-- start PROVIDED PASSAGE --

This link has a lot of good information on the chemistry of hair and what makes and does not make a good shampoo:

http://swiftcraftymonkey.blogspot.com/p/hair-care.html

Please do not be offended when I say that I fear the ingredients and process you first mentioned will make a gooey mess.


----------



## Lindy (May 23, 2013)

Peace Love and Suds - your question has been answered innumerable time in this thread.  You don't seem to be listening.  Shampoo by its very nature requires soap or synthetic surfactants.

To make a liquid shampoo you are going to be making a soap with some hair-loving additives.


----------



## Tmgm1215 (May 23, 2013)

I'm with you are there no recipes to make shampoo just like body wash! I don't want to use all that stuff I can't even pronounce on my hair, thats why I bought all this stuff in the first place. Hopefully we will find a way


----------



## lsg (May 23, 2013)

-- end PROVIDED PASSAGE --

* [REQUIREMENTS]
(a) Copy the stretch of the shampoo thread from "http://swiftcraftymonkey.blogspot.com/p/hair-care.html" through "a gooey mess.".
(b) Turn every line of the entries into a JSON list of strings, one string per line, leaving out blank lines.
The shampoo thread and the entries are unrelated material.

-- start DATA EXCERPTS --

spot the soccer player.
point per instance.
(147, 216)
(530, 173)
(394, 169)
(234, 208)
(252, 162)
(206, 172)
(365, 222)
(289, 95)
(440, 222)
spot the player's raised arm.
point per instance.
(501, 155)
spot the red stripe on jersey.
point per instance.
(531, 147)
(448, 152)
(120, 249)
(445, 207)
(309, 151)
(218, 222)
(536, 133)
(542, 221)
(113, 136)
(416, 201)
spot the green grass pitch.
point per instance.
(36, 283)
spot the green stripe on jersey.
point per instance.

-- end DATA EXCERPTS --

* [PROBLEM SOLUTIONS]
(a)
http://swiftcraftymonkey.blogspot.com/p/hair-care.html

Please do not be offended when I say that I fear the ingredients and process you first mentioned will make a gooey mess.

(b)
[
  "spot the soccer player.",
  "point per instance.",
  "(147, 216)",
  "(530, 173)",
  "(394, 169)",
  "(234, 208)",
  "(252, 162)",
  "(206, 172)",
  "(365, 222)",
  "(289, 95)",
  "(440, 222)",
  "spot the player's raised arm.",
  "point per instance.",
  "(501, 155)",
  "spot the red stripe on jersey.",
  "point per instance.",
  "(531, 147)",
  "(448, 152)",
  "(120, 249)",
  "(445, 207)",
  "(309, 151)",
  "(218, 222)",
  "(536, 133)",
  "(542, 221)",
  "(113, 136)",
  "(416, 201)",
  "spot the green grass pitch.",
  "point per instance.",
  "(36, 283)",
  "spot the green stripe on jersey.",
  "point per instance."
]